■ **WHAT THE TASK ASKS**
Rewrite the items below, changing "wooden" to "timber" and leaving every other part of the lines unchanged.

■ **SOURCE DATA**
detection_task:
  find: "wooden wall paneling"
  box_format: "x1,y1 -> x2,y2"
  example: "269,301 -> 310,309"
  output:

■ **OUTPUT FOR THIS TASK**
detection_task:
  find: "timber wall paneling"
  box_format: "x1,y1 -> x2,y2"
  example: "269,301 -> 310,309"
  output:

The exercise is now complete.